▸ **Requirement**:
Copy out exactly the line that contains "Target: horse ear" and all lines following it to the end of the data.

▸ **Records provided**:
━━━━━━━━━━━━━━━━━━━━
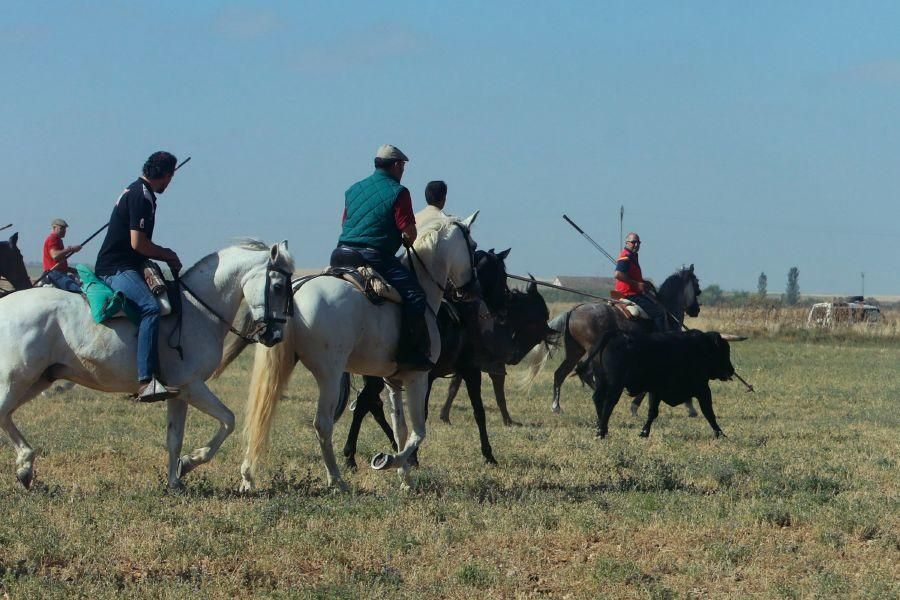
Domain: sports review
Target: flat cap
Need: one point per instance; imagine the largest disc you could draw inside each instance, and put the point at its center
(388, 152)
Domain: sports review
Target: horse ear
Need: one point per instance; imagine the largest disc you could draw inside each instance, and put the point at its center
━━━━━━━━━━━━━━━━━━━━
▸ **Problem solution**:
Target: horse ear
Need: one point per instance; imagine the largest disc you could draw inside each instance, and put the point at its center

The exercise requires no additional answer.